▸ **任务**:
请找出下列条目中含有“banner”一词的每一行，并逐行照抄下来。

▸ **练习条目**:
"""
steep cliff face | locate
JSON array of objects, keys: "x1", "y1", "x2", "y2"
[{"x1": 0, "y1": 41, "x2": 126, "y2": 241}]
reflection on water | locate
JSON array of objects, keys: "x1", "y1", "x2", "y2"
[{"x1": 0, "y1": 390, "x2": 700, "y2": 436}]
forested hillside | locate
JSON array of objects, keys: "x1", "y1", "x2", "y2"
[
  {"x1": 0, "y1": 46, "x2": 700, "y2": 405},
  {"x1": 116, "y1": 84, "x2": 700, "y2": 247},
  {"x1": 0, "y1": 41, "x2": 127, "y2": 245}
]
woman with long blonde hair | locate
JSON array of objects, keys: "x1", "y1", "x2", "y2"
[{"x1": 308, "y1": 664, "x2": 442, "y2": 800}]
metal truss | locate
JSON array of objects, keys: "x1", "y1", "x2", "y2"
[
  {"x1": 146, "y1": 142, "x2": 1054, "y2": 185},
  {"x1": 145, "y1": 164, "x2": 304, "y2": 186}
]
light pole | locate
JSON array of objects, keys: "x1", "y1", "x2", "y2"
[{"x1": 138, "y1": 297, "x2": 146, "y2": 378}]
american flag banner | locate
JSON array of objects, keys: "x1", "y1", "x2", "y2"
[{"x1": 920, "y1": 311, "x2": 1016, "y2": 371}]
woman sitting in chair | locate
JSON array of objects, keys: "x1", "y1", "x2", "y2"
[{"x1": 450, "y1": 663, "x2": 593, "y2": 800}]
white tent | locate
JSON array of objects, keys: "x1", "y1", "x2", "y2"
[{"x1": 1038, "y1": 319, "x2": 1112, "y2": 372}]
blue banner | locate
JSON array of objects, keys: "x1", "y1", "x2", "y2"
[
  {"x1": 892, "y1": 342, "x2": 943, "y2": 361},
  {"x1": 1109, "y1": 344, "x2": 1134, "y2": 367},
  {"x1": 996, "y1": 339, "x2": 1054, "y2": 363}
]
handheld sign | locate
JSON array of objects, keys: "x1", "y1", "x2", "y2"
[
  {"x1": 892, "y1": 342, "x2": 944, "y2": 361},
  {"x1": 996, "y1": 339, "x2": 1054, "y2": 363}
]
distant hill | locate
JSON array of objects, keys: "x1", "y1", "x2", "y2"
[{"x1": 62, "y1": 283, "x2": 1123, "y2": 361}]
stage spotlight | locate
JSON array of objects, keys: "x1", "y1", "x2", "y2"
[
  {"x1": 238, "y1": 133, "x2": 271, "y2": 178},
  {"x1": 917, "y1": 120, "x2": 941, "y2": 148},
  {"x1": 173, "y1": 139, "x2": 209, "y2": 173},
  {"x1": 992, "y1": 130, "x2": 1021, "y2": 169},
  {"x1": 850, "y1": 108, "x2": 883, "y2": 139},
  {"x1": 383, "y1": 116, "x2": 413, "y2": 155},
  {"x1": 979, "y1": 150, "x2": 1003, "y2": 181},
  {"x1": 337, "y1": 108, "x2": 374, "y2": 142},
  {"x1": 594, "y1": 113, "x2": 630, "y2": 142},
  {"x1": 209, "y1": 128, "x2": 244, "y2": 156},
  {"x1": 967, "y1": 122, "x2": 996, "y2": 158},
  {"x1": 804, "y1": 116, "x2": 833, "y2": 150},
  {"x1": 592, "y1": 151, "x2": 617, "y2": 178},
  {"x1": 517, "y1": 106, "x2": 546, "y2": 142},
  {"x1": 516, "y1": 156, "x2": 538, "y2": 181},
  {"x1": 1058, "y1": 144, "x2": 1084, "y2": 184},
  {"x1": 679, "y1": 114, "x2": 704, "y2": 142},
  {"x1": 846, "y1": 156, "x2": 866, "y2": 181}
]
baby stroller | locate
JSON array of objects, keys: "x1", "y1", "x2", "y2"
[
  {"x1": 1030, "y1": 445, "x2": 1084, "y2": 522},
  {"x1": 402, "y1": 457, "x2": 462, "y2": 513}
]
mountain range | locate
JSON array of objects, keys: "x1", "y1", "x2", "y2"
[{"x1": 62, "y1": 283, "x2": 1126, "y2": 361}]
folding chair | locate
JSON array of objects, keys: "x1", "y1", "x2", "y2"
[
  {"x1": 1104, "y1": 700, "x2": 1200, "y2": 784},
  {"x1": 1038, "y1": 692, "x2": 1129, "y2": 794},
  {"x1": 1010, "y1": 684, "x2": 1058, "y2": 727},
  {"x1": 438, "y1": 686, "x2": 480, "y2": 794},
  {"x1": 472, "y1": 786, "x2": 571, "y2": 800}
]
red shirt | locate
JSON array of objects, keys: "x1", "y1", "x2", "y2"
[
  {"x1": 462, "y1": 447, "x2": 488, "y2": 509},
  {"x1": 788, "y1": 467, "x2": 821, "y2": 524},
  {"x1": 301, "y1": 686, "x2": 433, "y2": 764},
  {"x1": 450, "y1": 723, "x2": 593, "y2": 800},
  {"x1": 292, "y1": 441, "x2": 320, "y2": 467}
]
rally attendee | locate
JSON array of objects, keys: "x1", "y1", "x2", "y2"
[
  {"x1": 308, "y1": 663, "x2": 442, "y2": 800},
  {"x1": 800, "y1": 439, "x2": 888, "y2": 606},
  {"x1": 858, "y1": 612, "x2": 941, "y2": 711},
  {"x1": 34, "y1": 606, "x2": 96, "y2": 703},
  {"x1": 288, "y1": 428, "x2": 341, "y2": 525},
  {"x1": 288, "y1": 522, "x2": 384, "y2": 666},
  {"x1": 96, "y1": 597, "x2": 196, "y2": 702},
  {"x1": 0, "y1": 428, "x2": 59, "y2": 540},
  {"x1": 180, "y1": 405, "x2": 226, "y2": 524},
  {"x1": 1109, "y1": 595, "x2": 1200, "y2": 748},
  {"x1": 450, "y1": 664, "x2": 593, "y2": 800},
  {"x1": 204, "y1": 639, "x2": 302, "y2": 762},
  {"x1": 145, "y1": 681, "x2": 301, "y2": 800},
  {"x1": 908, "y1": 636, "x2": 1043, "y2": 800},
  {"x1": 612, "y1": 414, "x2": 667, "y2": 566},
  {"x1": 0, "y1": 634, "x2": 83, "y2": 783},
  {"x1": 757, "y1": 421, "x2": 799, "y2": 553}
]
"""
▸ **练习答复**:
american flag banner | locate
blue banner | locate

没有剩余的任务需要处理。